[Extracted data entries]
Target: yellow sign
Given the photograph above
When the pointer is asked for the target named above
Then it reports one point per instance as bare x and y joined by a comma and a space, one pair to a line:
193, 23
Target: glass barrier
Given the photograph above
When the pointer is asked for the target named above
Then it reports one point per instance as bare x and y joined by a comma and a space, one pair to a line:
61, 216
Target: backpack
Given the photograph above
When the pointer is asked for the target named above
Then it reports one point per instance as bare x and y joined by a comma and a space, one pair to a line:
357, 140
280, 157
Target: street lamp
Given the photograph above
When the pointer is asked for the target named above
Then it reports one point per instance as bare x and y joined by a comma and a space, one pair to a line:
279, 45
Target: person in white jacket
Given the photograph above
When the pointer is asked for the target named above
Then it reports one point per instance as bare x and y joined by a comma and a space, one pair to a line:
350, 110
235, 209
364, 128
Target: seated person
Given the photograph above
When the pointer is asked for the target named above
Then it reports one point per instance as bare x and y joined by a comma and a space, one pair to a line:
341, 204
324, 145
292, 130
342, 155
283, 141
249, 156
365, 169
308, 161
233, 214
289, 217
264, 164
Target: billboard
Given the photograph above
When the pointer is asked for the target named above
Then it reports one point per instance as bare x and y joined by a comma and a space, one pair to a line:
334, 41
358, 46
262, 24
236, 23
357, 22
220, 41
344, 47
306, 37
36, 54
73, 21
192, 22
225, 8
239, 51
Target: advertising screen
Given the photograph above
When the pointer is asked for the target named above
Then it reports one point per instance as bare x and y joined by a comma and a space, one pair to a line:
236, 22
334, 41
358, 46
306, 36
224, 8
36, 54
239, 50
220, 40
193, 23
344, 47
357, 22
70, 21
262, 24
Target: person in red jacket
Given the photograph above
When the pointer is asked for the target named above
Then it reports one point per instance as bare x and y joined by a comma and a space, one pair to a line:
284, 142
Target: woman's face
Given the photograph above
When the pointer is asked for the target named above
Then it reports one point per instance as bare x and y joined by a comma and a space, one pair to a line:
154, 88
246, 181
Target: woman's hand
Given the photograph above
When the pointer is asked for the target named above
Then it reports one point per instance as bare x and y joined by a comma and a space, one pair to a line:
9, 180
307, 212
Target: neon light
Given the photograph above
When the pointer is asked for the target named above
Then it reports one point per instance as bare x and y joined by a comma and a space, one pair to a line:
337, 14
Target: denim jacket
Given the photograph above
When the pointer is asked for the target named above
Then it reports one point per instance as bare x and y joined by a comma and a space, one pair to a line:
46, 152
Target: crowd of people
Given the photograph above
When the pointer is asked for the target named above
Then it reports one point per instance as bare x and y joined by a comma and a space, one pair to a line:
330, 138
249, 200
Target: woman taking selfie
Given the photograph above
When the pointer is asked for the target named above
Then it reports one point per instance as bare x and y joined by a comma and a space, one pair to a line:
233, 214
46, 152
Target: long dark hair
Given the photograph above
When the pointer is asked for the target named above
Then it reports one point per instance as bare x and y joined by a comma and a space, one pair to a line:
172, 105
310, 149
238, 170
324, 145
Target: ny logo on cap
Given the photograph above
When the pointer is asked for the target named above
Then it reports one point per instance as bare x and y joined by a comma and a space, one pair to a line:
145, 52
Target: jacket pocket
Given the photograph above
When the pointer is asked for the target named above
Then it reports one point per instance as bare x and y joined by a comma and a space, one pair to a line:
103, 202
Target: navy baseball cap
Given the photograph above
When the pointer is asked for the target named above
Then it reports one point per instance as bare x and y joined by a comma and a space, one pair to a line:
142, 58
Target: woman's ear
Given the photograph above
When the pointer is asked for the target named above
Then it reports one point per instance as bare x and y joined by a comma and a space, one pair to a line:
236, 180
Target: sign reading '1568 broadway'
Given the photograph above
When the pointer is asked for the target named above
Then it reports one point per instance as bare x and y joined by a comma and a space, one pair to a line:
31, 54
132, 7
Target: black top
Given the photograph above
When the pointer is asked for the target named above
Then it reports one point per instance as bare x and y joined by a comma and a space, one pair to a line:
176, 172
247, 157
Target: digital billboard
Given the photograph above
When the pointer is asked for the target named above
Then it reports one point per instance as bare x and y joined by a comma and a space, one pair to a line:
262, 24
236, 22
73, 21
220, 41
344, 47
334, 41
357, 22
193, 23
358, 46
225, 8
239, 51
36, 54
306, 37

◆ **YOUR INSTRUCTIONS**
May I have the entries returned exactly, with every line in place?

◆ **ANSWER BOX**
Target: yellow sign
Given the photograph above
When the pointer is asked for the target named above
Then it reports one point per instance as bare x and y joined by a comma and a space, one pair to a line:
193, 23
Target: glass barrier
Given the photograph above
When the pointer is asked for the target named above
Then it reports one point per instance as bare x and y joined by a comma and a space, one pair to a line:
61, 216
Target: backpack
Given the photograph above
When the pointer is asked for the target named above
Then it reports one point per instance as bare x and y joined by a comma and a space, one pair to a line:
357, 140
280, 157
Target: street lamp
Given the photograph above
When the pointer is asked for the target named above
Then it reports one point per instance as bare x and y joined by a comma and a space, one pair to a line:
279, 45
Target: person in white jacket
Given the photograph above
When the pointer is asked for the target named above
Then it reports one point per instance as bare x and y joined by a comma and a space, one pair to a line:
350, 110
235, 209
364, 128
Target: seated person
Given the photograph above
When the pointer is asked for the target named above
Then it reports one point per instance as bare x and y joined by a comma and a space, one pair to a line:
341, 204
324, 145
292, 130
342, 155
283, 141
249, 156
365, 169
308, 161
233, 214
289, 217
264, 164
Target: billboard
Given the photograph above
When the pointer is asked for the target named above
Then it reports one point per instance as bare x and y joined by a comma and a space, one pair to a line:
334, 41
358, 46
262, 24
236, 23
357, 22
220, 41
344, 47
306, 37
36, 54
73, 21
192, 22
225, 8
239, 51
Target: advertising screen
Given the photograph above
When the pointer is asked for the target named above
Then it reports one point per instance as bare x and y joined by a comma and a space, one pair to a line:
236, 22
334, 41
358, 46
306, 36
224, 8
36, 54
239, 50
220, 40
193, 23
344, 47
357, 22
70, 21
262, 24
Target: person in red jacket
Given the photograph above
When the pointer is asked for the target named above
Then it reports one point per instance as bare x and y joined by a comma and a space, one pair to a line:
284, 142
Target: woman's face
Given the photograph above
When the pointer is asked for the target named above
Then it reports one point per instance as bare x and y joined by a comma and a space, one pair to a line:
154, 88
246, 181
Target: woman's hand
Given the photograph above
When the pointer is asked for the target named above
Then it reports one point per instance as bare x and y joined by a comma and a space, one pair to a line:
9, 180
307, 212
Target: neon light
Given the photograph above
When the pointer is asked for the target named above
Then it reports one point per instance as bare x and y joined by a comma and a space, one pair to a line:
337, 14
Target: denim jacket
Given the photograph above
When the pointer is asked for the target named above
Then it reports one point per instance as bare x and y joined by a comma and a space, one pair to a line:
46, 152
Target: crowd of people
Given the photograph above
When the pointer is asked for the target named above
Then it reports one point per instance as bare x and y joined by a comma and a space, one pair to a line:
330, 138
249, 200
Target: woman taking selfie
Given the photograph above
When the pointer is asked for the target named above
Then it reports one point per instance as bare x and y joined by a comma and a space, one pair to a line:
233, 214
46, 152
Target: long dark hair
Given the photograph above
When the pointer is asked for the target named above
Then it reports one point per instance as bare x and y joined by a comma and a space, one pair to a line:
172, 105
310, 149
238, 170
324, 145
Target: ny logo on cap
Given the photograph above
When the pointer is asked for the target named above
Then it reports one point per instance as bare x and y joined by a comma and a space, one pair to a line:
145, 52
Target: jacket pocket
Given the photograph above
When the pointer is asked for the target named above
Then it reports one point per instance as bare x and y joined by a comma and a space, one pair to a line:
103, 202
Target: navy baseball cap
Given the photograph above
When the pointer is asked for the target named above
Then it reports one point per instance as bare x and y joined by a comma and a space, one pair to a line:
142, 58
Target: woman's ear
Given the photograph above
When the pointer is asked for the target named above
Then it reports one point per instance as bare x and y joined by a comma and a space, one pair to a line:
236, 180
Target: sign reading '1568 broadway'
Given the photograph above
When the pointer is asked for the target named above
Then it reports one point per instance as bare x and y joined by a comma and a space, one pair to a line:
31, 54
132, 7
Target: black top
Given the photograph above
When the pointer is asked for the target named above
Then it reports one point per instance as bare x and y joined by a comma and a space, one pair to a line:
176, 172
247, 157
Target: digital billboard
Given the photograph above
When the pointer is asked for the target named above
Then it reports one point per instance as bare x and y joined by a comma and a space, one pair to a line:
262, 24
236, 22
73, 21
220, 41
344, 47
334, 41
357, 22
193, 23
358, 46
225, 8
239, 51
36, 54
306, 37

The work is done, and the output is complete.